| What you are asked to do |
Write every line of the records below as a JSON list of strings, one string per line, and leave out any blank lines.

| Given records |

........

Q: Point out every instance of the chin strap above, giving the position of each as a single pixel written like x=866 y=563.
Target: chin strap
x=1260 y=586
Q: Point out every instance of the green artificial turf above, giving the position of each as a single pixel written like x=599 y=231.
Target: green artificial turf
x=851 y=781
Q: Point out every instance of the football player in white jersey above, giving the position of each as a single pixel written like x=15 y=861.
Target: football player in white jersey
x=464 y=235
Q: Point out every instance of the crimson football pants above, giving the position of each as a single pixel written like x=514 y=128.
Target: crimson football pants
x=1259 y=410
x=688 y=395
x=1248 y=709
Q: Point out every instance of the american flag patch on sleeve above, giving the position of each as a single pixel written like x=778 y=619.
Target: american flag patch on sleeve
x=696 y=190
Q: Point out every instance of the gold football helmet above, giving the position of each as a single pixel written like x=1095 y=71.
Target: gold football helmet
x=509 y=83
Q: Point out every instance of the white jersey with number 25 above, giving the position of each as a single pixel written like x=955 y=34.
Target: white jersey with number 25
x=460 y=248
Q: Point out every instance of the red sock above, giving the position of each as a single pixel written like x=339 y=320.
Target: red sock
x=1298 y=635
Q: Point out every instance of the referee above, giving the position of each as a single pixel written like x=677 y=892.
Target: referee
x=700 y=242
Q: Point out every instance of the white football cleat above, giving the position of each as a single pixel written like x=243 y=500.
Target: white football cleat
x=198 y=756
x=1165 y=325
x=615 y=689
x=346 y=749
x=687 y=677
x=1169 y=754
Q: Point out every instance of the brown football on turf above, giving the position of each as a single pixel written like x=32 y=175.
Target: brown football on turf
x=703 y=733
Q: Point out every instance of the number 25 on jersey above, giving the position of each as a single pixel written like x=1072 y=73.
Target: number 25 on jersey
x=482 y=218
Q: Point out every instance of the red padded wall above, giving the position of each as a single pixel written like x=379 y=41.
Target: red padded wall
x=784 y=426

........

| The completed task |
[
  "Q: Point out every instance of the chin strap above, giving the position of each as a single pixel written like x=866 y=563.",
  "Target: chin strap",
  "x=1260 y=586",
  "Q: Point out every instance of the green artificial turf above, giving the position of each as a single pixel written like x=599 y=231.",
  "Target: green artificial turf",
  "x=851 y=781",
  "Q: Point out every instance of the football player in white jersey above, giving the position of each as a single pixel written like x=15 y=861.",
  "Target: football player in white jersey",
  "x=464 y=235",
  "Q: Point out every instance of the crimson football pants above, giving the position of each as a single pixel written like x=514 y=128.",
  "Target: crimson football pants",
  "x=1259 y=410",
  "x=688 y=395",
  "x=1248 y=709",
  "Q: Point out every instance of the american flag patch on sleeve above, giving the position of each as a single pixel written like x=778 y=619.",
  "Target: american flag patch on sleeve",
  "x=696 y=190",
  "Q: Point out every instance of the gold football helmet above, giving the position of each as a single pixel written like x=1095 y=71.",
  "Target: gold football helmet",
  "x=509 y=83",
  "Q: Point out every instance of the white jersey with number 25 above, giving the position of each as a single pixel written like x=955 y=34.",
  "Target: white jersey with number 25",
  "x=460 y=248",
  "Q: Point out every instance of the red sock above, giving the position of each as a single pixel written like x=339 y=320.",
  "Target: red sock",
  "x=1298 y=635",
  "Q: Point out every instance of the referee above, giving the position of each as a single pixel written like x=677 y=892.",
  "Target: referee",
  "x=700 y=242",
  "Q: Point out every instance of the white football cleat above, giving the position of each as a single pixel written like x=243 y=500.",
  "Target: white football cleat",
  "x=198 y=756",
  "x=1165 y=325",
  "x=615 y=689",
  "x=346 y=749",
  "x=687 y=677",
  "x=1169 y=754",
  "Q: Point out every instance of the brown football on turf above, giving the position of each as a single pixel written like x=32 y=175.",
  "Target: brown football on turf",
  "x=703 y=733",
  "Q: Point out every instance of the number 25 on jersey above, giving the position of each as a single pixel written like x=1072 y=73.",
  "Target: number 25 on jersey",
  "x=482 y=218",
  "Q: Point out every instance of the red padded wall above, giving the position of each as a single pixel written like x=379 y=41.",
  "Target: red padded wall",
  "x=784 y=426"
]